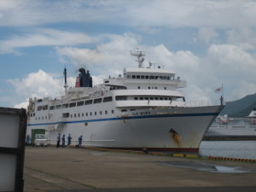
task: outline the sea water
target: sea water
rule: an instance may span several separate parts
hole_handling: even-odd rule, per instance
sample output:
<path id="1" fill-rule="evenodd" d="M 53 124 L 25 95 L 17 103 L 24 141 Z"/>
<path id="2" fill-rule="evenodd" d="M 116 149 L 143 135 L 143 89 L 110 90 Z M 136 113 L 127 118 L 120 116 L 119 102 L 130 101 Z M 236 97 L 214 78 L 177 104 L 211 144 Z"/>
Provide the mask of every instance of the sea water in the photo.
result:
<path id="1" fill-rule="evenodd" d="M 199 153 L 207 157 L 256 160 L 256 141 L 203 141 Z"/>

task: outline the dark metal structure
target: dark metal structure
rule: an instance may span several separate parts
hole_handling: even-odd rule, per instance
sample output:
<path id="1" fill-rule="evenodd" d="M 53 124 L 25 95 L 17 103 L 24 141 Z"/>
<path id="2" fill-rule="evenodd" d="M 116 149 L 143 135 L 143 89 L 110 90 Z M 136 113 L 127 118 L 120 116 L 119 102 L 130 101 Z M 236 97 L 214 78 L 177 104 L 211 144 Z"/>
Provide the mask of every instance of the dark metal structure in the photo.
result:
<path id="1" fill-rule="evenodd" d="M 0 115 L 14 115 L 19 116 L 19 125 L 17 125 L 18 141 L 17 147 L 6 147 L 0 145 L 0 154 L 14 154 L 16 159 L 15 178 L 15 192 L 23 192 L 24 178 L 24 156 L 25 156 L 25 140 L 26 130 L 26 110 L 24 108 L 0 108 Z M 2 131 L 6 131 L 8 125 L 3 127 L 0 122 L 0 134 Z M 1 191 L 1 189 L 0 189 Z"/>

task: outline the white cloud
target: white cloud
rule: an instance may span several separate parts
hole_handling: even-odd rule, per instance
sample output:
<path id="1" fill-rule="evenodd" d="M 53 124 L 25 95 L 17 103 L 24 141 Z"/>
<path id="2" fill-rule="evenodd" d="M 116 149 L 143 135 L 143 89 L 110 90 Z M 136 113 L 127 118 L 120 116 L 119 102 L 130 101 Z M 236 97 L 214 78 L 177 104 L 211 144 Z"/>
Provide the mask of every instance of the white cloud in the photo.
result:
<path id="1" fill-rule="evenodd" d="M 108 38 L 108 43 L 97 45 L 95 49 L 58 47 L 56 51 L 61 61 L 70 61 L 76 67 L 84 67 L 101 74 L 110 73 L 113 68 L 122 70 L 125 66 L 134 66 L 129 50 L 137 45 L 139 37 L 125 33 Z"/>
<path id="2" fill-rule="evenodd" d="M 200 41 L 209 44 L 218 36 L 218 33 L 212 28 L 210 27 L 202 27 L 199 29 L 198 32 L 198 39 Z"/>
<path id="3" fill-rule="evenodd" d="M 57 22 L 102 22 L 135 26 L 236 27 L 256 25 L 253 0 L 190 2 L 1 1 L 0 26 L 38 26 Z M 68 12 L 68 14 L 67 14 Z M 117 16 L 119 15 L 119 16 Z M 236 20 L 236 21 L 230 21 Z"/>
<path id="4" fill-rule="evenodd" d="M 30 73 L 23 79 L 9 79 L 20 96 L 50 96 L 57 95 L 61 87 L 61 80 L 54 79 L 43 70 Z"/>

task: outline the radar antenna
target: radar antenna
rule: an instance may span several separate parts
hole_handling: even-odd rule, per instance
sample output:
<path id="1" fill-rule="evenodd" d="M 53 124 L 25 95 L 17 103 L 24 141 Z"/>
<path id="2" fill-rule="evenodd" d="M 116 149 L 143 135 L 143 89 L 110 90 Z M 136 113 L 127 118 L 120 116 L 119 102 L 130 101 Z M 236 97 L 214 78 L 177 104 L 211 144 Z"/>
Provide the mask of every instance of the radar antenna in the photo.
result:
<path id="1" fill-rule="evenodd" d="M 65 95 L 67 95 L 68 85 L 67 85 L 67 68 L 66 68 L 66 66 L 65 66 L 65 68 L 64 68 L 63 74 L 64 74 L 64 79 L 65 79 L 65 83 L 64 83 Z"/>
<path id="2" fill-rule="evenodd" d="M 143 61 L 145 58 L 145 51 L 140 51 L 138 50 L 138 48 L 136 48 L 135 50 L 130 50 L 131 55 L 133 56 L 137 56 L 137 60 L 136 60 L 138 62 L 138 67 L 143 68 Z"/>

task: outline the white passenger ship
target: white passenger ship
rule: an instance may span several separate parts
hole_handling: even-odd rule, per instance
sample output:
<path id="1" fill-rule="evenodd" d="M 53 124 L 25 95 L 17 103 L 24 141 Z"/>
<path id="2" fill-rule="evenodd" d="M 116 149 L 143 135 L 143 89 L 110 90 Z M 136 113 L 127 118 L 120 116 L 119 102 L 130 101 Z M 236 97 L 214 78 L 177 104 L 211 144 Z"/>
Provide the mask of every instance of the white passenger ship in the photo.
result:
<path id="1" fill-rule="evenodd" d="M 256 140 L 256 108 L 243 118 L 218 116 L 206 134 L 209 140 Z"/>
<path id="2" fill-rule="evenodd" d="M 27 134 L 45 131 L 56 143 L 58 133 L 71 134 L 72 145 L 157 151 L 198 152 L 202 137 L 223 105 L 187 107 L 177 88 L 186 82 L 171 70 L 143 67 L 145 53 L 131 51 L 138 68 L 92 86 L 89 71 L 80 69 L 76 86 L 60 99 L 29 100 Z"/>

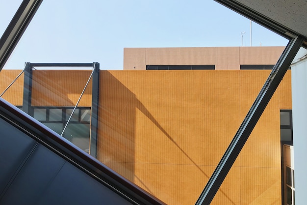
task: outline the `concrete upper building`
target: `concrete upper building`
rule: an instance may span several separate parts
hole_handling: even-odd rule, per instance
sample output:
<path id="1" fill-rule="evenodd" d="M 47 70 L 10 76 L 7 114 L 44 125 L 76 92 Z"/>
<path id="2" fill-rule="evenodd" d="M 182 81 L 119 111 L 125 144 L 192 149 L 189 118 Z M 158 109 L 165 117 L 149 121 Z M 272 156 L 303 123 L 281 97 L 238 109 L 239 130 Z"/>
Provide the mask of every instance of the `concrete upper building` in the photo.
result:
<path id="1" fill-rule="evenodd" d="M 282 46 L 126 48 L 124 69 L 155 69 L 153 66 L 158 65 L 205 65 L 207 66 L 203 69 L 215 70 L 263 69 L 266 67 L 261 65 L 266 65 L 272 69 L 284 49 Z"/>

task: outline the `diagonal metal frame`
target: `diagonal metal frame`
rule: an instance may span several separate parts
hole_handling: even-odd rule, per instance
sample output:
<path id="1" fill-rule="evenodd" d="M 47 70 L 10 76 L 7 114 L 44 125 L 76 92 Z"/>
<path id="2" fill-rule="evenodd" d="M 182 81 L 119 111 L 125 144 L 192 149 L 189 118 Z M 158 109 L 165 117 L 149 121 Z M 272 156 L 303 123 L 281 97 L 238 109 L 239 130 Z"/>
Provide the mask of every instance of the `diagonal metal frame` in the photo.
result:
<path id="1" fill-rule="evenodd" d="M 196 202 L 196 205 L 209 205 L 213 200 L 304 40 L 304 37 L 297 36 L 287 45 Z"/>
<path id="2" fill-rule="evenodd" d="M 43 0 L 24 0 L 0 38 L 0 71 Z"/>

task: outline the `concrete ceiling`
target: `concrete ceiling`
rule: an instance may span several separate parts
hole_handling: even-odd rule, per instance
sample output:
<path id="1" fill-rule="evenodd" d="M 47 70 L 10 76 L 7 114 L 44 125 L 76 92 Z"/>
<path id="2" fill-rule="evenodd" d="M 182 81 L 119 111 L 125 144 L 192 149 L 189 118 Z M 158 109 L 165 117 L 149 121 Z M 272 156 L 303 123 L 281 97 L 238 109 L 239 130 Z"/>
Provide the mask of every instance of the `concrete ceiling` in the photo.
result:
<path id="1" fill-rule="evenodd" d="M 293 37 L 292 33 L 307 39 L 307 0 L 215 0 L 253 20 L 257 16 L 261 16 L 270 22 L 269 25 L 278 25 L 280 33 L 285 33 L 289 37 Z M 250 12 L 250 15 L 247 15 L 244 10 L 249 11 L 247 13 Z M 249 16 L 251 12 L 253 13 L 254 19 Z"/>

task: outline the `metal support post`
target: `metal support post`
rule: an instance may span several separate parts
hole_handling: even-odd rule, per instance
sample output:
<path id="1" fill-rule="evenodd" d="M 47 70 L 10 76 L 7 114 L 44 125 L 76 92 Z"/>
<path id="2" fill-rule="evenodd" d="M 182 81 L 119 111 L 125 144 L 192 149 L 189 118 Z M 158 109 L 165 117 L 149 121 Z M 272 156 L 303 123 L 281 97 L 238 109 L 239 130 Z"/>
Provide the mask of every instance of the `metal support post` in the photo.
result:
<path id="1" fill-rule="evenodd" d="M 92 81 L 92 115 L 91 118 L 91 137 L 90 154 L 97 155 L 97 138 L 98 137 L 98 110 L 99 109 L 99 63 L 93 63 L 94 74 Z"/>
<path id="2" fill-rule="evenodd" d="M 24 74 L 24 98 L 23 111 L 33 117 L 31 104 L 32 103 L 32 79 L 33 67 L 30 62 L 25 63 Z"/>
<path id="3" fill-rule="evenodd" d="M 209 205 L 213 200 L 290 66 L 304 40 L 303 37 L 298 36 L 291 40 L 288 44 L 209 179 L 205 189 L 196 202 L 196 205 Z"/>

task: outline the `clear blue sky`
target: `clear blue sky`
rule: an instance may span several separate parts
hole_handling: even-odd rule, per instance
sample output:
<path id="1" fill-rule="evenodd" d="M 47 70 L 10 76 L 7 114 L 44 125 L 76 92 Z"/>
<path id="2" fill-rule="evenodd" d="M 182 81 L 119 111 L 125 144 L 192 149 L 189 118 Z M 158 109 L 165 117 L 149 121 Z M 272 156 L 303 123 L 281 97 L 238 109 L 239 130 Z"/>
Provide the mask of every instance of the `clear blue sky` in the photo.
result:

_ _ _ _

| Work instructions |
Return the lines of the data from the start through the line containing "199 153 L 207", inclusive, copied exactly and with the pictures left out.

| Task response |
task: outline the sea water
target: sea water
rule: an instance may span several separate parts
hole_handling: even-odd rule, per instance
sample output:
<path id="1" fill-rule="evenodd" d="M 53 124 L 25 95 L 17 103 L 24 141 Z"/>
<path id="2" fill-rule="evenodd" d="M 116 149 L 143 135 L 143 89 L 110 90 Z M 136 113 L 127 118 L 120 116 L 119 102 L 130 101 Z M 236 97 L 214 78 L 177 104 L 211 144 Z"/>
Provide the mask of every instance of the sea water in the photo.
result:
<path id="1" fill-rule="evenodd" d="M 199 153 L 207 157 L 256 160 L 256 141 L 203 141 Z"/>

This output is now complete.